▶ **GIVEN TEXT**
Oh no! No significant results, your project is ruined. Ruth Hand from the Mathematics Resources Centre (MASH) offers a fresh perspective and maybe it's not so bad after all.
POV: you are an undergraduate final year with a non-significant stats test
After months of data collection and weeks of cleaning and tidying your dataset, you run the analysis. You excitedly scan the results for that all-important p-value. It is 0.642.
It is hard not to take this personally when your lit review suggested otherwise and you have already drafted your discussion section with significant results in mind. Before you panic (or start inventing new data points!), let’s look at what a non-significant result actually means and how to write a great dissertation without needing a significant hypothesis test.
There are no marks for statistical significance
You should check your own mark scheme but expect to see phrases like ‘appropriate and accurate use of statistics’. Take this alongside the fact that all dissertations are an exercise in critical writing, and we see that performing a test and critiquing it is the gold standard, whichever side of 0.05 you are on.
The power and the glory
You can spot anything with a strong enough microscope. A non-significant result does not mean there isn't an effect, it means you haven't found any evidence of one with the dataset you collected. This could mean:
- your sample size wasn't large enough to detect an effect as small as the one that exists
- the true effect is smaller than you expected it to be
- your measurements had greater variability than you expected
- your population is different from that of previous research (and therefore the effect size might also differ)
Explicitly discussing statistical power shows maturity, so you've got an opportunity to exploit your underpowered test as a discussion point. If you did an a priori sample-sizing calculation, then compare your predicted effect size to the one you observed in your sample. If you didn’t do a power calculation, you can now work backwards to calculate the minimum effect size that could have been detected.
What is so great about 0.05 anyway?
This is slightly controversial, as many disciplines still love the black-and-white cut-off of α = 0.05; however, there is a growing trend towards more nuanced interpretations. In the first instance, it’s worth considering how far off you are: hands up if you can't really see why p = 0.049 is meaningfully different from p = 0.051 (spoiler, it isn't), noise in the data or error in the model is likely to dwarf any meaningful difference between those two numbers.
Rather than still sounding like someone who wishes they were below 0.05 (avoid saying “almost significant”), it’s better to report confidence intervals alongside your p-values, giving you scope for discussion. In many situations, the effect size is more interesting than the p-value anyway. Depending on your subject area, you might look to clinical or practical significance, rather than just statistical significance.
None of this means p-values are useless, but they are rarely the whole story, so give yourself the opportunity to widen the discussion.
This is not a drill (or, maybe it is)

▶ **WHAT TO DO**
What does the article on non-significant results list as possible meanings of a non-significant result?

[Collected data]
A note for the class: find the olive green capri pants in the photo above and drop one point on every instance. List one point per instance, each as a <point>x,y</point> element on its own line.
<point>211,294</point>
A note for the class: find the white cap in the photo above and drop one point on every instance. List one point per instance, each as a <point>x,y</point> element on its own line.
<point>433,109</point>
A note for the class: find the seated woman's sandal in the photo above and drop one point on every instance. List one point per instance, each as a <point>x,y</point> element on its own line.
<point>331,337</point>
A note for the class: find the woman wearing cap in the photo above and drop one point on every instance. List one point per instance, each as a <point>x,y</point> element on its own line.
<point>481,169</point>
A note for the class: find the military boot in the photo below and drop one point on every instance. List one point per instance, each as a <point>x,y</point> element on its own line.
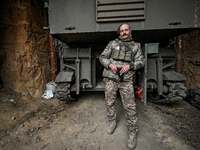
<point>131,142</point>
<point>111,127</point>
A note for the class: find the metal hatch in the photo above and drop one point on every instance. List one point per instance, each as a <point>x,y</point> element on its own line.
<point>120,10</point>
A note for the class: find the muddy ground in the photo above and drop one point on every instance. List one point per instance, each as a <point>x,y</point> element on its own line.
<point>52,125</point>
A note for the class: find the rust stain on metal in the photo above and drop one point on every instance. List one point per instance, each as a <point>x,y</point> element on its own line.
<point>179,49</point>
<point>53,58</point>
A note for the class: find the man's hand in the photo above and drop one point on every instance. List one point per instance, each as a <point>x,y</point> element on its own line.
<point>125,69</point>
<point>113,68</point>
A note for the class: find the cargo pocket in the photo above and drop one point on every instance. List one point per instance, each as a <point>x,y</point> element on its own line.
<point>128,56</point>
<point>115,54</point>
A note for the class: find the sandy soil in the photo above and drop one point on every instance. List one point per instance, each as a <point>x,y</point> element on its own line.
<point>52,125</point>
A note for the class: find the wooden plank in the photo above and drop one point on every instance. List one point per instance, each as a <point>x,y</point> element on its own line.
<point>118,7</point>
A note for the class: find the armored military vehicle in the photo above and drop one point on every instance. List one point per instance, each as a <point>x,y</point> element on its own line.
<point>83,28</point>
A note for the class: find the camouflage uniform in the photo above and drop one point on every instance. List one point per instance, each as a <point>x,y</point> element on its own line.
<point>125,86</point>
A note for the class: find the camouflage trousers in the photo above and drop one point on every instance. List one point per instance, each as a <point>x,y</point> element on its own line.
<point>128,100</point>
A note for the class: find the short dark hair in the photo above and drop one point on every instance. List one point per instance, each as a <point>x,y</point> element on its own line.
<point>118,30</point>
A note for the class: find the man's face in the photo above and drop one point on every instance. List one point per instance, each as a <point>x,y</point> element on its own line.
<point>125,31</point>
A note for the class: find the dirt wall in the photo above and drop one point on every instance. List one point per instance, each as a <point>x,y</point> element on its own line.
<point>24,46</point>
<point>191,58</point>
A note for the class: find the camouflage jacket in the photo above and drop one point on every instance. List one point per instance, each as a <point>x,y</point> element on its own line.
<point>136,62</point>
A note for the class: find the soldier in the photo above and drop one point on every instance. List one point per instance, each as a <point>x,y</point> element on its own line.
<point>121,58</point>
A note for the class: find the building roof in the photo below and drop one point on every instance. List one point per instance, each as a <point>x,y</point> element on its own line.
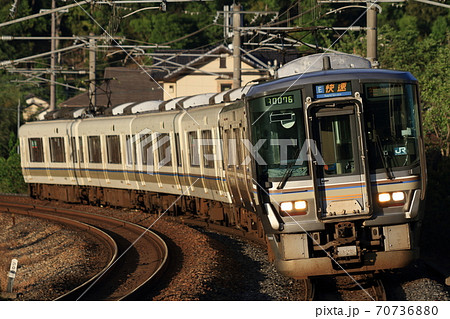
<point>125,85</point>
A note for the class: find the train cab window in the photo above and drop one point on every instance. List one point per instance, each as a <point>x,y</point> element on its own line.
<point>131,149</point>
<point>146,148</point>
<point>194,158</point>
<point>278,121</point>
<point>336,144</point>
<point>57,150</point>
<point>392,122</point>
<point>94,149</point>
<point>113,149</point>
<point>207,149</point>
<point>177,149</point>
<point>238,145</point>
<point>36,150</point>
<point>73,148</point>
<point>164,150</point>
<point>230,144</point>
<point>80,145</point>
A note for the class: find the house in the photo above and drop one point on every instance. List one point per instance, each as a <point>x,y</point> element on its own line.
<point>210,72</point>
<point>177,73</point>
<point>36,108</point>
<point>120,85</point>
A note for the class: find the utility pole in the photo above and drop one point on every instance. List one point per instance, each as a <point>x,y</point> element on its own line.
<point>18,125</point>
<point>53,60</point>
<point>372,34</point>
<point>236,46</point>
<point>92,66</point>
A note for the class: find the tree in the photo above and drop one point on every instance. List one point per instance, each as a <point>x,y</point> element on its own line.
<point>11,179</point>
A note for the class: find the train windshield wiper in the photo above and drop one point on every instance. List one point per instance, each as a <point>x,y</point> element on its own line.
<point>288,171</point>
<point>387,169</point>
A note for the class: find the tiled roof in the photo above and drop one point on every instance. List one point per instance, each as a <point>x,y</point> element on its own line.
<point>126,85</point>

▶ **RESULT OF THE TASK**
- The sample size wasn't large enough to detect an effect as small as the one that exists.
- The true effect is smaller than expected.
- The measurements had greater variability than expected.
- The population is different from that of previous research, so the effect size might also differ.